- [Directive 1]
From the article on the nuns' contraceptive mandate lawsuit, return the passage starting with "Of course, the" and going on through "some such nonsense.".
- [Directive 2]
Based on the article on the nuns' contraceptive mandate lawsuit, answer yes or no to each statement and quote the words that decide it: (a) The Little Sisters of the Poor are based in Colorado. (b) Eric Rassbach is the general counsel of the Becket Fund for Religious Liberty. (c) To use their exemption, the nuns would need to fill out a form.

- [Text block]
Hey! Nuns Who Want Contraceptive Ban? Not So Fast!

DENVER, Colo.—As AVN readers are undoubtedly aware, a group of nuns in Colorado, the Little Sisters of the Poor, has sued the Obama administration seeking to gain exemption from the Affordable Care Act's mandate that companies that offer health insurance for their employees be required to include free contraceptives in their coverage.

Of course, the fact that as a religious order  the Little Sisters are already exempt from the mandate doesn't seem to have made an impression, because in order to take advantage of the exemption, they'd have to fill out a form asking for it—and for some reason, that's caused them a problem.

Apparently, the objection has something to do with the fact that if the nuns don't offer the coverage themselves, their employees can go to any other health insurer and obtain the free birth control pills or devices from them—and for the nuns, that's unholy or some such nonsense.

"The idea that it’s just a stroke of the pen trivializes the matter," stated Eric Rassbach, deputy general counsel for the Becket Fund for Religious Liberty, which represents the Little Sisters. "The Little Sisters and other applicants cannot execute the form because they cannot deputize a third party to sin on their behalf."

- [Recorded data]
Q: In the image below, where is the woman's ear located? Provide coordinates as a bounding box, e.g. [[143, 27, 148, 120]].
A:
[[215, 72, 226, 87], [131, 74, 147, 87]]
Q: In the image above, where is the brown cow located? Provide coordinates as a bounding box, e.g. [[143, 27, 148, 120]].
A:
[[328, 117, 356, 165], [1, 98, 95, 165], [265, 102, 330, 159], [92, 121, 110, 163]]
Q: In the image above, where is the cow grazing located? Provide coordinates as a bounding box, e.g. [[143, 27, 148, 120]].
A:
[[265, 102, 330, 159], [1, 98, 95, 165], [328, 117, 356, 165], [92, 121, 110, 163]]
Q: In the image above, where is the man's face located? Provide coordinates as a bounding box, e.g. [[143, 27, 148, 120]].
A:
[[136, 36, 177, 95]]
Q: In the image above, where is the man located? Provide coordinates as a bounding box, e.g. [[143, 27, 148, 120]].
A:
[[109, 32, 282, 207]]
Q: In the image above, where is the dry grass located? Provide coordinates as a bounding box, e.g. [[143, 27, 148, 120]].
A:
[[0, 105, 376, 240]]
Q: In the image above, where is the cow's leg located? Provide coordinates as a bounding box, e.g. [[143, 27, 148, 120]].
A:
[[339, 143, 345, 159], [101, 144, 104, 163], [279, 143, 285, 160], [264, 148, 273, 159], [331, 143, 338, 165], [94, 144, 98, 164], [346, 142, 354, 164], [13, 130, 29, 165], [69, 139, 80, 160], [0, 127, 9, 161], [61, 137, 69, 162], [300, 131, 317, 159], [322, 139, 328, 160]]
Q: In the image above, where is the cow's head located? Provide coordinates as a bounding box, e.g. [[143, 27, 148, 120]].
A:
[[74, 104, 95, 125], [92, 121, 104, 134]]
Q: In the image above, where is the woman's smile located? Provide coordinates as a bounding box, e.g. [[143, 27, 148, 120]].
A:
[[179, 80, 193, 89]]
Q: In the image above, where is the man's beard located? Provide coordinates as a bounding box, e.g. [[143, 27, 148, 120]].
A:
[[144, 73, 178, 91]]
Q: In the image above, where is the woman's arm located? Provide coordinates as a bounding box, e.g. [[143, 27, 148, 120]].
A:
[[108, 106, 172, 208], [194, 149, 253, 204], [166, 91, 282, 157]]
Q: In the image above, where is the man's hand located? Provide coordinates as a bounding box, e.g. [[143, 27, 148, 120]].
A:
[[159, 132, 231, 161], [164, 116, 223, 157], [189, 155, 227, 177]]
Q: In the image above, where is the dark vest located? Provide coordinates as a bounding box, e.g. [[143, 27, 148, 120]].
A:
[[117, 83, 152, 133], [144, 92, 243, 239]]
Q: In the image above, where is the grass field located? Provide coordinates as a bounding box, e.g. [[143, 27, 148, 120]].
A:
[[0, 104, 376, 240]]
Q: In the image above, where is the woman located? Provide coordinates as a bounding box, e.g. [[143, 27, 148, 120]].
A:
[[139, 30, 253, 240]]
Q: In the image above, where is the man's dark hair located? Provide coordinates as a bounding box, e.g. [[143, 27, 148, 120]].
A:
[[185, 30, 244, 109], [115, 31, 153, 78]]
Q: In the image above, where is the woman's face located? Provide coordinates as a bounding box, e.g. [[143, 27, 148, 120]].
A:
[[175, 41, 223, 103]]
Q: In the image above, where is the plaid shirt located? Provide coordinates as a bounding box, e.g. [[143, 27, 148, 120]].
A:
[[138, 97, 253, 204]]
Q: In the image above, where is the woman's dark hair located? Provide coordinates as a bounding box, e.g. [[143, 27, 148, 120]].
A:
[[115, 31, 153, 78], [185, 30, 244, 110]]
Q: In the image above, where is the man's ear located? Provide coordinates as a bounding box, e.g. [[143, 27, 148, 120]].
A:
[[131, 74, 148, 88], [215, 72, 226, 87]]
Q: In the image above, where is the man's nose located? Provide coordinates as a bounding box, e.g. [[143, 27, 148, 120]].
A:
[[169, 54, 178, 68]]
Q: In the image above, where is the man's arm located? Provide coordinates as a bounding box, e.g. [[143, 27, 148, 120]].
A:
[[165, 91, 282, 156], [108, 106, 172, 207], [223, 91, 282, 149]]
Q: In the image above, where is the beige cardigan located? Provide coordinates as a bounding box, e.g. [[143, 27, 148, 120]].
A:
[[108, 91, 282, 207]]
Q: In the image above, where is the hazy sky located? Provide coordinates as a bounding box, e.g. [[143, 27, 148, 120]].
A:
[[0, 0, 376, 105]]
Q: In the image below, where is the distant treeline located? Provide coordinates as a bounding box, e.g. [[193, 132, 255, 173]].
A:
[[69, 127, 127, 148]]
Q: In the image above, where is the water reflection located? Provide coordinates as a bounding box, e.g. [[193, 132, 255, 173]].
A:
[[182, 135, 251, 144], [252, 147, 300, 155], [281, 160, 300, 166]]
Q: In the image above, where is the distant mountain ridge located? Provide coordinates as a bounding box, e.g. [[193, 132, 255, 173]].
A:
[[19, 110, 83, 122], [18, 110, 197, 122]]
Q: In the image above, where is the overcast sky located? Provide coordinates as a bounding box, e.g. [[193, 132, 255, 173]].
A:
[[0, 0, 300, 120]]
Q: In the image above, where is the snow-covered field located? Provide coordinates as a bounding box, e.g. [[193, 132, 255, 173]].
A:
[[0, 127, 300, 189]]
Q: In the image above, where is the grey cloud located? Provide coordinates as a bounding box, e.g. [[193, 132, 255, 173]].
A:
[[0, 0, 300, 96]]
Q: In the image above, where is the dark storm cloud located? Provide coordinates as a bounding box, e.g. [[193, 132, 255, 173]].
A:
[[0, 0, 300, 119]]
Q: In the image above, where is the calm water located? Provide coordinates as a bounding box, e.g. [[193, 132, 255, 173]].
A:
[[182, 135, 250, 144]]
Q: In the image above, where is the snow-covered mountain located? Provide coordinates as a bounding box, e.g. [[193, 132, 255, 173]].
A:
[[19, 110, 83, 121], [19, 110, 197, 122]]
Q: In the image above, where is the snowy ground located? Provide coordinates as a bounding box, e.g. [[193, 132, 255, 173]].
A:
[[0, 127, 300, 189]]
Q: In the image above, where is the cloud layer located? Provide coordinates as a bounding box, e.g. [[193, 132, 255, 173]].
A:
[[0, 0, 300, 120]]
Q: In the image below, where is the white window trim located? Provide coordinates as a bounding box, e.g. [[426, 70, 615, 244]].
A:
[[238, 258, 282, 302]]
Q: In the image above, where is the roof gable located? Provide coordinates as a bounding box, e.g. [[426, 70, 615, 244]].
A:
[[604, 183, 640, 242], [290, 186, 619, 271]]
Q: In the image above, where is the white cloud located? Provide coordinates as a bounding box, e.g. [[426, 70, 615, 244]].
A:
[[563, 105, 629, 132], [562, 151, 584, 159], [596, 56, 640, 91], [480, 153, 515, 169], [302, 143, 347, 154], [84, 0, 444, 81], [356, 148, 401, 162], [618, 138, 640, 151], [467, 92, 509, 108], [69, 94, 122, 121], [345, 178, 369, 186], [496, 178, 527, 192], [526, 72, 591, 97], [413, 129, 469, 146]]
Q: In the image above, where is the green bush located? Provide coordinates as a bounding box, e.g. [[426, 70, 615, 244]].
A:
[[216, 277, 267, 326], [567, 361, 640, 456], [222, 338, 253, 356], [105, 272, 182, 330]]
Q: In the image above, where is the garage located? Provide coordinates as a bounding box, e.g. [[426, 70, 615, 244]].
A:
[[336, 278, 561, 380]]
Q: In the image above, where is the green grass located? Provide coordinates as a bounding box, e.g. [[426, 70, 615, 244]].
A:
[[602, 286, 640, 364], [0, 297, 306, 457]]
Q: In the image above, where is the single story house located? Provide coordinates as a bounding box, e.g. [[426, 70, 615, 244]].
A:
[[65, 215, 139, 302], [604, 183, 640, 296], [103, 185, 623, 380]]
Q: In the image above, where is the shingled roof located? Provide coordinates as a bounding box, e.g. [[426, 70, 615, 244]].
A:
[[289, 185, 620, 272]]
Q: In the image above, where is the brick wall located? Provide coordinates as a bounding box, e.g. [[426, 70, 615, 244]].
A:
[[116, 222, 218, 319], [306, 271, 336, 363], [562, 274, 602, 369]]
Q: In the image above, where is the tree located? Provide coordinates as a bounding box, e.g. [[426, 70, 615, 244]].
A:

- [Task result 1]
Of course, the fact that as a religious order  the Little Sisters are already exempt from the mandate doesn't seem to have made an impression, because in order to take advantage of the exemption, they'd have to fill out a form asking for it—and for some reason, that's caused them a problem.

Apparently, the objection has something to do with the fact that if the nuns don't offer the coverage themselves, their employees can go to any other health insurer and obtain the free birth control pills or devices from them—and for the nuns, that's unholy or some such nonsense.

- [Task result 2]
(a) Yes: "a group of nuns in Colorado, the Little Sisters of the Poor"
(b) No: "deputy general counsel for the Becket Fund for Religious Liberty"
(c) Yes: "they'd have to fill out a form asking for it"